## Exercise instructions
Put every line of the listing below into a JSON array of strings, one string per line, and leave out the blank lines.

## Data in this exercise
◆ ◆ ◆ ◆
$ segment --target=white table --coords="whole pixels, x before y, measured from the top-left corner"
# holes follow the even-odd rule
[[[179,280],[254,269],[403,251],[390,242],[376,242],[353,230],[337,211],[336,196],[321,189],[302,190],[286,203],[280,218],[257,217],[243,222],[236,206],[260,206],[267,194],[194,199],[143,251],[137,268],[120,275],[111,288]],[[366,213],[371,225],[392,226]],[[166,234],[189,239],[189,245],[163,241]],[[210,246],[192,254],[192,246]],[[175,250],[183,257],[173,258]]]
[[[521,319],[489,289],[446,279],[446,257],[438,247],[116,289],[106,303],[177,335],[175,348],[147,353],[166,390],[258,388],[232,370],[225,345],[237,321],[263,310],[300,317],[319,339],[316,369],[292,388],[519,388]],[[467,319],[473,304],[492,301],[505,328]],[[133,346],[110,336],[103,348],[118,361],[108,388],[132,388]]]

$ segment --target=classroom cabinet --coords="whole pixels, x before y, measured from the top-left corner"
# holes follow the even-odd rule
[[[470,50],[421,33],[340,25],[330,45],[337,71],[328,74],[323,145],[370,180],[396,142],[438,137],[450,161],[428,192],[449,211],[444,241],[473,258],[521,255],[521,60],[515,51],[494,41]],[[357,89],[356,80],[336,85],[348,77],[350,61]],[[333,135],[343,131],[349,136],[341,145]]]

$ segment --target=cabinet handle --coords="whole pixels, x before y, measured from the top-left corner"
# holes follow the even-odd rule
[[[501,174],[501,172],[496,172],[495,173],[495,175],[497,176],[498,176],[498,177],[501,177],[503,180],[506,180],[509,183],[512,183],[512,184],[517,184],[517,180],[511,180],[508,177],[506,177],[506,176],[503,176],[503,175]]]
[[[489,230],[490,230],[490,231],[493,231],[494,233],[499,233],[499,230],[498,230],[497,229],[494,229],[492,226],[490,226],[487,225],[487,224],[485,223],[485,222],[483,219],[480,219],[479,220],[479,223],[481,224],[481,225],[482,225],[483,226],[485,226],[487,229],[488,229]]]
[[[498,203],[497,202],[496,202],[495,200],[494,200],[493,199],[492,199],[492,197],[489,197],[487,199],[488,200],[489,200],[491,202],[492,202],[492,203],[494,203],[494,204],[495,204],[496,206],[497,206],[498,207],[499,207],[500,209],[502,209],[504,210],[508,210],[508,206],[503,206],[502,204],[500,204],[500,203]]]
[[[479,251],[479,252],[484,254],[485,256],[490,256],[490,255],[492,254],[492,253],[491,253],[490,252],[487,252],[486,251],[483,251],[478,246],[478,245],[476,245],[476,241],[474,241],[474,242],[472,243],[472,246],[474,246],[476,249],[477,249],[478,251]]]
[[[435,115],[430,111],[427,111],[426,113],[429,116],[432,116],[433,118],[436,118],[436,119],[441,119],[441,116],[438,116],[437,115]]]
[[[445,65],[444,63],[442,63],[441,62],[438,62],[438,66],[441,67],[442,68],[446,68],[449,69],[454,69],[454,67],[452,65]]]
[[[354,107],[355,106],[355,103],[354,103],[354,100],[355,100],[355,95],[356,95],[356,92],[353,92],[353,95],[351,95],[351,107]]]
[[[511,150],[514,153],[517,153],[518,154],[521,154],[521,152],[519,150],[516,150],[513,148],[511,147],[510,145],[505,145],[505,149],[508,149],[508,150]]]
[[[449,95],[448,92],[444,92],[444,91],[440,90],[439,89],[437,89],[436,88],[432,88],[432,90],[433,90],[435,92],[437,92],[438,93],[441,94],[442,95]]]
◆ ◆ ◆ ◆
## Output for this task
[
  "$ segment --target=white table --coords=\"whole pixels, x before y, measured from the top-left corner\"",
  "# holes follow the even-odd rule",
  "[[[179,280],[254,269],[403,251],[390,242],[376,242],[353,230],[337,211],[336,196],[321,189],[302,190],[286,203],[280,218],[257,217],[243,222],[236,206],[260,206],[267,194],[194,199],[143,251],[137,268],[120,275],[111,288]],[[366,213],[371,225],[392,226]],[[166,234],[189,239],[189,245],[163,241]],[[210,246],[192,254],[192,246]],[[175,250],[183,257],[173,258]]]",
  "[[[521,319],[489,289],[446,279],[446,257],[438,247],[116,289],[106,303],[177,335],[175,348],[147,353],[166,390],[258,388],[232,370],[225,345],[237,321],[263,310],[300,317],[319,339],[316,369],[292,388],[519,388]],[[467,319],[473,304],[492,301],[505,328]],[[133,346],[110,336],[103,348],[118,361],[108,388],[132,388]]]",
  "$ segment --target=classroom cabinet --coords=\"whole pixels, x before y, measured from the top-left corner\"",
  "# holes follow the even-odd rule",
  "[[[470,50],[421,33],[340,25],[330,45],[337,71],[328,74],[323,145],[370,180],[396,142],[438,137],[450,161],[428,192],[449,211],[444,241],[473,258],[521,255],[521,60],[515,51],[494,41]],[[357,89],[356,80],[336,85],[348,77],[350,61]],[[333,135],[343,131],[349,136],[341,145]]]",
  "$ segment --target=cabinet handle --coords=\"whole pixels, x before y, measured from the top-left corner\"",
  "# holes follow the even-odd rule",
  "[[[501,174],[501,172],[496,172],[495,173],[495,175],[497,176],[498,176],[498,177],[501,177],[503,180],[506,180],[509,183],[512,183],[512,184],[517,184],[517,180],[511,180],[508,177],[506,177],[506,176],[503,176],[503,175]]]",
  "[[[489,230],[490,230],[490,231],[493,231],[494,233],[499,233],[499,230],[498,230],[497,229],[494,229],[492,226],[490,226],[487,225],[487,224],[485,223],[485,222],[483,219],[480,219],[479,220],[479,223],[481,224],[481,225],[482,225],[483,226],[485,226],[487,229],[488,229]]]",
  "[[[498,203],[497,202],[496,202],[495,200],[494,200],[493,199],[492,199],[492,197],[489,197],[487,199],[488,200],[489,200],[491,202],[492,202],[492,203],[494,203],[494,204],[495,204],[496,206],[497,206],[498,207],[499,207],[500,209],[502,209],[504,210],[508,210],[508,206],[503,206],[502,204],[500,204],[500,203]]]",
  "[[[479,251],[479,252],[484,254],[485,256],[490,256],[490,255],[492,254],[492,253],[491,253],[490,252],[487,252],[486,251],[483,251],[478,246],[478,245],[476,245],[476,241],[474,241],[474,242],[472,243],[472,246],[474,246],[476,249],[477,249],[478,251]]]",
  "[[[435,115],[430,111],[427,111],[426,113],[429,116],[432,116],[433,118],[436,118],[436,119],[441,119],[441,116],[438,116],[437,115]]]",
  "[[[445,65],[444,63],[442,63],[441,62],[438,62],[438,66],[441,67],[442,68],[446,68],[449,69],[454,69],[454,67],[452,65]]]",
  "[[[354,107],[355,106],[355,103],[354,103],[354,100],[355,100],[355,95],[356,95],[356,92],[353,92],[353,95],[351,95],[351,107]]]",
  "[[[511,150],[514,153],[517,153],[518,154],[521,154],[521,152],[519,150],[516,150],[513,148],[511,147],[510,145],[505,145],[505,149],[508,149],[508,150]]]",
  "[[[449,95],[448,92],[444,92],[444,91],[440,90],[439,89],[437,89],[436,88],[432,88],[432,90],[433,90],[435,92],[437,92],[438,93],[441,94],[442,95]]]"
]